In [9]:
# Importing necessary libraries
from transformers import BertTokenizer, BertForSequenceClassification, Trainer, TrainingArguments
import torch
from torch.utils.data import Dataset, DataLoader
import pandas as pd
from sklearn.model_selection import train_test_split

# Load train and test datasets
train_essays = pd.read_excel('/kaggle/input/povdetecting/Blog POV Dataset Finalllllll.xlsx')


# Preprocessing the data
tokenizer = BertTokenizer.from_pretrained('bert-base-uncased')

def preprocess_data(texts):
    return tokenizer(
        texts,
        padding='max_length',
        truncation=True,
        max_length=512,
        return_tensors='pt'
    )
class EssaysDataset(Dataset):
    def __init__(self, encodings, labels):
        self.encodings = encodings
        # Ensure labels are a list of integers
        self.labels = labels if isinstance(labels, list) else labels.tolist()

    def __getitem__(self, idx):
        item = {key: val[idx].detach().clone() for key, val in self.encodings.items()}
        # Convert integer label to a tensor of dtype long
        item['labels'] = torch.tensor(self.labels[idx], dtype=torch.long)

* * *

__Given task 1__:
Answer these questions about the code:
(a) Which pretrained tokenizer is loaded?
(b) What maximum length is used when padding and truncating the texts?
(c) What data type is given to the label tensor?
__Given task 2__: Write out the code from "# Load train" to "tokenizer = BertTokenizer.from_pretrained('bert-base-uncased')", copying it exactly.
You won't need the records for this.

Extracted records
* * *

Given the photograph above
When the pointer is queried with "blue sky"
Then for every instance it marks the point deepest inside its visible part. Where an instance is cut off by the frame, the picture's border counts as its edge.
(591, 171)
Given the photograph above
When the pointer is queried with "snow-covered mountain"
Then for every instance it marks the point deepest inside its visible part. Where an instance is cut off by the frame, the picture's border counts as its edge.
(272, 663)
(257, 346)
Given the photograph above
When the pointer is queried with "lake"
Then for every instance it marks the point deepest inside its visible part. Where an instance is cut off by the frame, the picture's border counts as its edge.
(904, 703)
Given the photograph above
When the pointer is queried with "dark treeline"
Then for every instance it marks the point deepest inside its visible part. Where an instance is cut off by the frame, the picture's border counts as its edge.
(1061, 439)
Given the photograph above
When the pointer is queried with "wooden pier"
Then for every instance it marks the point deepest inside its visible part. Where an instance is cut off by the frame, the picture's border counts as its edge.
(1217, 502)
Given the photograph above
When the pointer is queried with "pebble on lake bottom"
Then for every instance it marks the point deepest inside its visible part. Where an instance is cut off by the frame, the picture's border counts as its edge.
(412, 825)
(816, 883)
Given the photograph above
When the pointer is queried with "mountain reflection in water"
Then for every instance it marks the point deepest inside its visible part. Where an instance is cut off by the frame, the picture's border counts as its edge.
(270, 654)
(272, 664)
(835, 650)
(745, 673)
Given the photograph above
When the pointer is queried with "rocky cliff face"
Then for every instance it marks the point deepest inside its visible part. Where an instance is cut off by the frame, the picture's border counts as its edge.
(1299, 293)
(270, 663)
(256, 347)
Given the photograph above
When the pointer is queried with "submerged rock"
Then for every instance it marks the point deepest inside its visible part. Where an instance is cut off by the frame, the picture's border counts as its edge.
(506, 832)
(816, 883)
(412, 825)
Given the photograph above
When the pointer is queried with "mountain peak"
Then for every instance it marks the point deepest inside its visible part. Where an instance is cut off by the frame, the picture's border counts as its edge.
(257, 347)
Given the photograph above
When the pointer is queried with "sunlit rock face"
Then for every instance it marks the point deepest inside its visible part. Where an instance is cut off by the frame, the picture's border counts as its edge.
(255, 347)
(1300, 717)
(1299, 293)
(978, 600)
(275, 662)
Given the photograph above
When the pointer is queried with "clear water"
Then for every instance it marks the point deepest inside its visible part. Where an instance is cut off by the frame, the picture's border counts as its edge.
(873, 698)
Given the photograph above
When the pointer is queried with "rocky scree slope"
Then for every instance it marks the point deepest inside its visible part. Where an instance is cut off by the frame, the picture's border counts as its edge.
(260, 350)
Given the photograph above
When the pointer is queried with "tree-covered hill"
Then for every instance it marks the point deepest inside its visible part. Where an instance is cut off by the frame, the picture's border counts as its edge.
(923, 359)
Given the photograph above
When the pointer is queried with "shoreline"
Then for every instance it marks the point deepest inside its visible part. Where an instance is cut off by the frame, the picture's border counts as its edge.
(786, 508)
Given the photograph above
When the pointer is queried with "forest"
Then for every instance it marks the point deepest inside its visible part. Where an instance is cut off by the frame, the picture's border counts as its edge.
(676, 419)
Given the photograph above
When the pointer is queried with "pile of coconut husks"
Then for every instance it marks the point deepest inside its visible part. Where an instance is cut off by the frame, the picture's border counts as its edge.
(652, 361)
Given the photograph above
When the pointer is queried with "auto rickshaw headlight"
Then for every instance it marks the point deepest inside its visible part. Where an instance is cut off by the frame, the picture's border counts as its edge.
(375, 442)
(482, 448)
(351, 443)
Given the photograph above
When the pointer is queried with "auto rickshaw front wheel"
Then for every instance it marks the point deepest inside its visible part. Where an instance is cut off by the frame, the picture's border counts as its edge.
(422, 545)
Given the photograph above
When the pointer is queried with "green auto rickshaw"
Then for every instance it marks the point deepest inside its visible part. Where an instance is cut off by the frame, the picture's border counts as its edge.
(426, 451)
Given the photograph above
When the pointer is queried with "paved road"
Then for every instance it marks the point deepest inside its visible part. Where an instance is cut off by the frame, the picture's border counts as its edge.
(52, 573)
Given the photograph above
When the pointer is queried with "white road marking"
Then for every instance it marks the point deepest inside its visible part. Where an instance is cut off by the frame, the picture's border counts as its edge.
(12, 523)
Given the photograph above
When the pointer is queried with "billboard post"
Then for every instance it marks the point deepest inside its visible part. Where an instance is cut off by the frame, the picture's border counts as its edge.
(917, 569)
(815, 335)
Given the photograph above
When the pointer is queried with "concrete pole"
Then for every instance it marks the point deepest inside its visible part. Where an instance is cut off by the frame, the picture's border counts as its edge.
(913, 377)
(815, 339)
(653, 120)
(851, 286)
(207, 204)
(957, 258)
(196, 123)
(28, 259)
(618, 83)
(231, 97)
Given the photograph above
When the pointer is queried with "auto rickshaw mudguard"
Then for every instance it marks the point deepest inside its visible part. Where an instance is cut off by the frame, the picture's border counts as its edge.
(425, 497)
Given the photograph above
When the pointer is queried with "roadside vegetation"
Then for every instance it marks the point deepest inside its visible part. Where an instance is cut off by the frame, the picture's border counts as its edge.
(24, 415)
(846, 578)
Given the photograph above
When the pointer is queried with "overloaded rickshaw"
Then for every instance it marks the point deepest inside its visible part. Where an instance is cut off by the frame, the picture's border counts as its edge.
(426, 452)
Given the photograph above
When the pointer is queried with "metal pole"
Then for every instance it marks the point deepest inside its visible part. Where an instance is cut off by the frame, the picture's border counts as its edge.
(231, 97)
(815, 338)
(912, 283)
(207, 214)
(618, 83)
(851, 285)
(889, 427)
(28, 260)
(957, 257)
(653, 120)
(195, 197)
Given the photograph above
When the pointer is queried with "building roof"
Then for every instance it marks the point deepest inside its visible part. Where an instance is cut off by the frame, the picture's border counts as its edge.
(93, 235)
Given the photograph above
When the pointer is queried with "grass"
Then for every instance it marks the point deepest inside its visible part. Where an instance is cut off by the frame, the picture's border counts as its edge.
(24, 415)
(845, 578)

* * *

__Correct output 1__:
(a) bert-base-uncased
(b) 512
(c) torch.long

__Correct output 2__:
# Load train and test datasets
train_essays = pd.read_excel('/kaggle/input/povdetecting/Blog POV Dataset Finalllllll.xlsx')


# Preprocessing the data
tokenizer = BertTokenizer.from_pretrained('bert-base-uncased')